• Challenge: List every line in the entries below that contains the word "white", and copy each of those lines in full.

• Records for this task:
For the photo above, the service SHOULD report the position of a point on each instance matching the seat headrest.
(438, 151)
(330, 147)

--

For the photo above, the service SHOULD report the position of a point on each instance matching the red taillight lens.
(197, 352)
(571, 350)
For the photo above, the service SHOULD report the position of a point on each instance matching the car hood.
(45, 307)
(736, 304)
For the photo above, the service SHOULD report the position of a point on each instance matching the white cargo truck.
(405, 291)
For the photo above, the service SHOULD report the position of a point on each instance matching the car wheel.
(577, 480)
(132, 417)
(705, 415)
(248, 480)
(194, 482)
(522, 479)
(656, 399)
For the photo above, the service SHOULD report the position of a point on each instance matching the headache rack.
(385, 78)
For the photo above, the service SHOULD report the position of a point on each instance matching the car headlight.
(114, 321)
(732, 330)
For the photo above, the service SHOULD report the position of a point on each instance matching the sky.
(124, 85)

• Output:
For the photo above, the service SHOULD report the position of a point on each instance matching the white cargo truck.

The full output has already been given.